# GOAL OF THE EXERCISE:
Copy nothing before the line containing "line, e.g. (348,363).". Reproduce that line and all that follow, exactly, through the end of the records.

# PROVIDED DATA:
= Beginning of Section =

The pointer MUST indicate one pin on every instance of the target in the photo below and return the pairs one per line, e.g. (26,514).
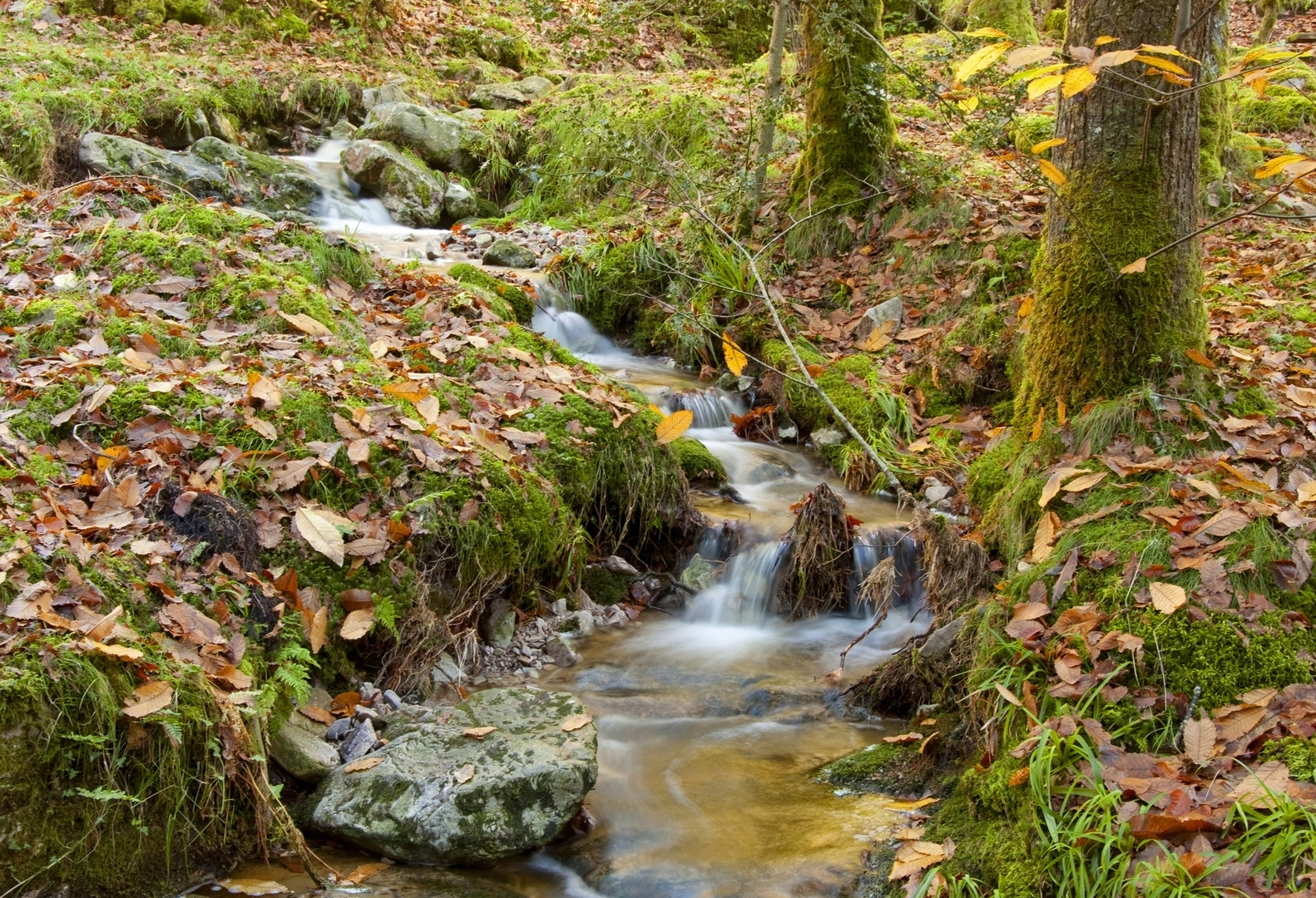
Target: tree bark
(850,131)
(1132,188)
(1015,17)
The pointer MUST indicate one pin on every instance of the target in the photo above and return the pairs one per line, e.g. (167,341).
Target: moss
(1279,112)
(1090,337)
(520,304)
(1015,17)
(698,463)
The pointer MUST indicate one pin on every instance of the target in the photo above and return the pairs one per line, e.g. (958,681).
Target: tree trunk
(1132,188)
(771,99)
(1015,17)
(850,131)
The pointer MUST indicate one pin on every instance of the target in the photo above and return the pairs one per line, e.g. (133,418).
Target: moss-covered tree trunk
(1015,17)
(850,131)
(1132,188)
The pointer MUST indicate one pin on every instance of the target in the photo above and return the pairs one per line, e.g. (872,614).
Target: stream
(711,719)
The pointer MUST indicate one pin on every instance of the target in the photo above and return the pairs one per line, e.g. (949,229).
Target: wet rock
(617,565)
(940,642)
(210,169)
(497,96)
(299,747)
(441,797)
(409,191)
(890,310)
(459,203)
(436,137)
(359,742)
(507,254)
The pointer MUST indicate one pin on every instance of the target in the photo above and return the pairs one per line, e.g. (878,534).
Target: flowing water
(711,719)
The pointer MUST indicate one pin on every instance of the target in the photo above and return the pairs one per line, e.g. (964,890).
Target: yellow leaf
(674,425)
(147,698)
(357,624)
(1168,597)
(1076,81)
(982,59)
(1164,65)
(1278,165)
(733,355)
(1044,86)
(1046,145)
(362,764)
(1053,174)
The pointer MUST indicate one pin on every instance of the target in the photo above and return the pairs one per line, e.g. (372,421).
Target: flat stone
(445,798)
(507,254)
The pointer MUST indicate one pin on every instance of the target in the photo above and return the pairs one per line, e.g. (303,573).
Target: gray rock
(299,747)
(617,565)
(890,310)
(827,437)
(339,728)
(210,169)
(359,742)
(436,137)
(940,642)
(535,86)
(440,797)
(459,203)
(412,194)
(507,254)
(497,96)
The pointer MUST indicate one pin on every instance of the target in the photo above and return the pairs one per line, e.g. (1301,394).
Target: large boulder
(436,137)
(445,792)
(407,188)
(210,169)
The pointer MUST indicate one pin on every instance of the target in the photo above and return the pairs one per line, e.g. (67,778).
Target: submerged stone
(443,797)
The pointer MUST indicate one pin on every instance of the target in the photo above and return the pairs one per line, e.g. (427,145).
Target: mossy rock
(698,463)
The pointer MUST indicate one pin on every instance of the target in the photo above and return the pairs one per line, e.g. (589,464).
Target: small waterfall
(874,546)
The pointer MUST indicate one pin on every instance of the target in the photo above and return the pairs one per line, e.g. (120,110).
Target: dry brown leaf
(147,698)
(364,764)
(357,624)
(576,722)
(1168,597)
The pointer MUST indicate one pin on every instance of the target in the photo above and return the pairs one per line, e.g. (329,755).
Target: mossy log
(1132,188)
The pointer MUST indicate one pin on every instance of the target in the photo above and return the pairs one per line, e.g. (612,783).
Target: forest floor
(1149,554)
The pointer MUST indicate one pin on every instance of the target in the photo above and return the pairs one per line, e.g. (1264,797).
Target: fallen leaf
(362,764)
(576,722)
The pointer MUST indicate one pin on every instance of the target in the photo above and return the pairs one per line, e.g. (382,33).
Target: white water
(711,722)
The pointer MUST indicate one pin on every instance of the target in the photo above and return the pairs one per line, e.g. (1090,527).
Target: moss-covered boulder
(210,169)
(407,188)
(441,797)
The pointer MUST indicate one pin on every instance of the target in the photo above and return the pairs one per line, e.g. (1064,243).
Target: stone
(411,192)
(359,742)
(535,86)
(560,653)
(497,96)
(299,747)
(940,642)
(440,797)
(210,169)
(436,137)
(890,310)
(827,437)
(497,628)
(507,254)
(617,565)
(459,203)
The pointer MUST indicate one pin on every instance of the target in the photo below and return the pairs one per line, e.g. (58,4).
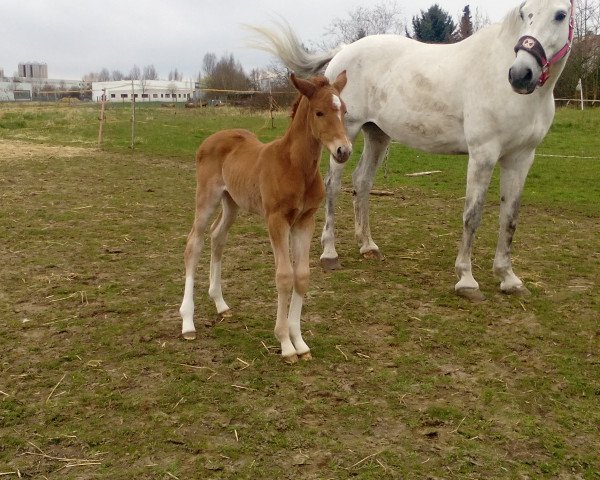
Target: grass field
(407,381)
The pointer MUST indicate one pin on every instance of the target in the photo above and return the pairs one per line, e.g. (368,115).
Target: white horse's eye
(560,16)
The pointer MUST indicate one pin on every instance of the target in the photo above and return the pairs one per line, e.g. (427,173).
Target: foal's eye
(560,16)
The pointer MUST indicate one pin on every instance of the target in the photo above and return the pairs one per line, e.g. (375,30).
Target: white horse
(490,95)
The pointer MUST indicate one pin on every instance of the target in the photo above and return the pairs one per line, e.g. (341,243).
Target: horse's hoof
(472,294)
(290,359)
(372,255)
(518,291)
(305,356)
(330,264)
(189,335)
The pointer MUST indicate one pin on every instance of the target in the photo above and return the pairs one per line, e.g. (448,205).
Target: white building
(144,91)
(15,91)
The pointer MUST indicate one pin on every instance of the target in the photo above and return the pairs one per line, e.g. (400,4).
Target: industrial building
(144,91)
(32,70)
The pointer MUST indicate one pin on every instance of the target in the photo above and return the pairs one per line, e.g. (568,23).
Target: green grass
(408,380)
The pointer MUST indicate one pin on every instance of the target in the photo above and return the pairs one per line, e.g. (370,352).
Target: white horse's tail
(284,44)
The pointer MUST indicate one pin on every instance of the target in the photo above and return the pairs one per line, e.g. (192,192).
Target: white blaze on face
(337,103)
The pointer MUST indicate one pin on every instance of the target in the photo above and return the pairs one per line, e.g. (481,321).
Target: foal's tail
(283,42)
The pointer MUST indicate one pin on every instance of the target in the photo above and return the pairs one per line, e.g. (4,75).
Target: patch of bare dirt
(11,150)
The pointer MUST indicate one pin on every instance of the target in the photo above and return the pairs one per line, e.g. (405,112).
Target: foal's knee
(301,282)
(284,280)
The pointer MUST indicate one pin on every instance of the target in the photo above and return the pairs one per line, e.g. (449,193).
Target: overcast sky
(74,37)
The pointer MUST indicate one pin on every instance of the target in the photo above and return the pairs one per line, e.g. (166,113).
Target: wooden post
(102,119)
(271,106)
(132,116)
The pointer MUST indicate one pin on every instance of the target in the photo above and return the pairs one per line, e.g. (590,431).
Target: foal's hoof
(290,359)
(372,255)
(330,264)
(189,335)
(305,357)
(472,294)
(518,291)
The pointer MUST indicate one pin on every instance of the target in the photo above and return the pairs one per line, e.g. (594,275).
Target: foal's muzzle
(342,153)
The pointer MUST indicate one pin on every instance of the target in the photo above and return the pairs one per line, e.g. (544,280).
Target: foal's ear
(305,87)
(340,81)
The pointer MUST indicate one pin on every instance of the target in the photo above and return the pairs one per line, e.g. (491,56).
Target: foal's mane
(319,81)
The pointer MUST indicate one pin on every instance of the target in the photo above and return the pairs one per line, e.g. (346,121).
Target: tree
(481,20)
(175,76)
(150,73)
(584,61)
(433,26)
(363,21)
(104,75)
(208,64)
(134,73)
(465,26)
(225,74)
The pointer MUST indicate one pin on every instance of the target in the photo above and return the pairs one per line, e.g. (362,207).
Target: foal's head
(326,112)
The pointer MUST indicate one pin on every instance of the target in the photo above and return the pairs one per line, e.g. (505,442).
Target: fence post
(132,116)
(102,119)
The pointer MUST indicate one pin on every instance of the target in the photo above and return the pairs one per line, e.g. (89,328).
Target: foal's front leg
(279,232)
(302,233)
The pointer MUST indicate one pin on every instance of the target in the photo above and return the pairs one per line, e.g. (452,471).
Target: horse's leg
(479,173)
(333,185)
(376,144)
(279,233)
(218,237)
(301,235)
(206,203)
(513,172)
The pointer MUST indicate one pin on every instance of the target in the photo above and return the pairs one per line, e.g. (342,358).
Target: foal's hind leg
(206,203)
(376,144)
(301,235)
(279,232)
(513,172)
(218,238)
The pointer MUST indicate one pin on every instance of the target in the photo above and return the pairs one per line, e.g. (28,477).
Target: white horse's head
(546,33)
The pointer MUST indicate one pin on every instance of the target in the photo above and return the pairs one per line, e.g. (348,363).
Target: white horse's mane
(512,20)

= End of Section =

# SOLUTION TO THIS TASK:
The pointer MUST indicate one pin on every instance of the target in the photo above and return the pairs one per line, e.g. (348,363).
Target: white horse's mane
(512,20)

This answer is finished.